### Exercise material ###

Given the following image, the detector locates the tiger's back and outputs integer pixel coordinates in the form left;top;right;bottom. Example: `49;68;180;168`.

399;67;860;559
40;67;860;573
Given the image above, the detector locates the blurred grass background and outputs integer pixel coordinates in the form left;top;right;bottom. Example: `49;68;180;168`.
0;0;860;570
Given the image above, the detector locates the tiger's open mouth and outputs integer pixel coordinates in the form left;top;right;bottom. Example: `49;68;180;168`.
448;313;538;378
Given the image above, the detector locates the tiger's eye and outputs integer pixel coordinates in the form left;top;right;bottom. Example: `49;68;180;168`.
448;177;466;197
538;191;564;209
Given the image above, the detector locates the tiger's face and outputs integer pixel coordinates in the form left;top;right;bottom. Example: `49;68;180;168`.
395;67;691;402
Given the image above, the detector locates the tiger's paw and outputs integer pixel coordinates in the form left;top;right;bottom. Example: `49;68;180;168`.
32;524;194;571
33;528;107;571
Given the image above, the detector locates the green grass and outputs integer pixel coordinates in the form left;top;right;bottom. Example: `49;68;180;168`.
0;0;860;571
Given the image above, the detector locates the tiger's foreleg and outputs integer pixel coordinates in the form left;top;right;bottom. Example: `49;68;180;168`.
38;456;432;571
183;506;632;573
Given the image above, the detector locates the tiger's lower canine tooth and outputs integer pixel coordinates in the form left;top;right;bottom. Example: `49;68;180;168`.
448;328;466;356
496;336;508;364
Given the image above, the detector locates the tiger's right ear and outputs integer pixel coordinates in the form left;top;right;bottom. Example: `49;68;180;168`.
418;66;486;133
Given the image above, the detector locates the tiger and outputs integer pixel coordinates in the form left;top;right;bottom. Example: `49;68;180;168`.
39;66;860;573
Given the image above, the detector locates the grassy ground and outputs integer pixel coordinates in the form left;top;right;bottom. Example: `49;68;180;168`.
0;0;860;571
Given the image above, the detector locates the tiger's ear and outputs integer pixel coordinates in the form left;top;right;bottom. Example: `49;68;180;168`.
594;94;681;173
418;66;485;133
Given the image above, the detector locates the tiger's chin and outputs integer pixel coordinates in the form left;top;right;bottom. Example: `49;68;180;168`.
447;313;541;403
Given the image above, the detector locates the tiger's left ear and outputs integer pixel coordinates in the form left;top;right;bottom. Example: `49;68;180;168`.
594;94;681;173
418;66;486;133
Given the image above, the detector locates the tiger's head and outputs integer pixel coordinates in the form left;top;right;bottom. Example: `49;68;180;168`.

###

Print the whole listing above again, line for line, with no changes.

### Output of the exercise
Given the following image, the detector locates the tiger's back and outputs integer pixel coordinates in the form left;top;right;bottom. Example: `49;68;180;168`.

399;67;860;559
40;67;860;573
Given the image above, the detector locates the blurred grass background and outputs integer pixel coordinates in the form left;top;right;bottom. Example: `49;68;180;168`.
0;0;860;570
Given the image above, the detector locates the tiger's open mouth and outputs integer pixel coordinates in the form left;top;right;bottom. Example: `49;68;180;168`.
448;313;538;378
Given the image above, the detector locates the tiger's eye and outputs integer pixel coordinates in the form left;top;right;bottom. Example: `49;68;180;168`.
448;177;466;197
538;191;564;209
Given the image above, the detector locates the tiger's face and outputs integer pixel coordinates in the form left;top;right;bottom. Example: `49;68;180;168`.
395;67;691;402
Given the image above, the detector locates the tiger's paw and outputs integer pixel coordinates in the form left;top;right;bottom. Example: `49;68;180;168`.
32;524;194;571
33;528;107;571
Given the image above, the detector locates the green grass and outputs integer pixel coordinates in the form left;top;right;bottom. Example: `49;68;180;168`.
0;0;860;571
Given the image above, the detector locates the tiger's foreleg and outputs integer pixel coordinates in the form left;top;right;bottom. Example: `49;68;180;168`.
38;456;432;571
183;506;632;573
Given the image above, the detector locates the tiger's lower canine tooth and outputs integer pixel coordinates in the form left;top;right;bottom. Example: `49;68;180;168`.
448;328;466;356
496;336;508;364
Given the image above, the detector locates the tiger's right ear and outputs integer pixel coordinates in the form left;top;right;bottom. Example: `49;68;180;168`.
418;66;486;133
Given the image above, the detector locates the tiger and outputs integer pixel coordinates in the form left;top;right;bottom. Example: `49;68;180;168`.
39;66;860;573
Given the image above, the detector locates the grassy ground and outputs integer pixel coordinates in the form left;top;right;bottom. Example: `49;68;180;168`.
0;0;860;571
Given the image above, the detector locates the tiger's ear and outputs integer pixel coordinates in the form left;top;right;bottom. Example: `49;68;180;168`.
594;94;681;173
418;66;485;133
Given the image above, the detector locates the tiger's chin and outputs integer pixel coordinates in the form left;top;right;bottom. Example: `49;68;180;168`.
447;313;541;403
Given the image above, the detector locates the tiger's left ear and outputs integer pixel coordinates in the form left;top;right;bottom. Example: `49;68;180;168`.
594;94;681;173
418;66;486;133
Given the image above, the detector locates the tiger's head and outputs integer pixel coordinates in the form left;top;right;bottom. Example: `49;68;180;168`.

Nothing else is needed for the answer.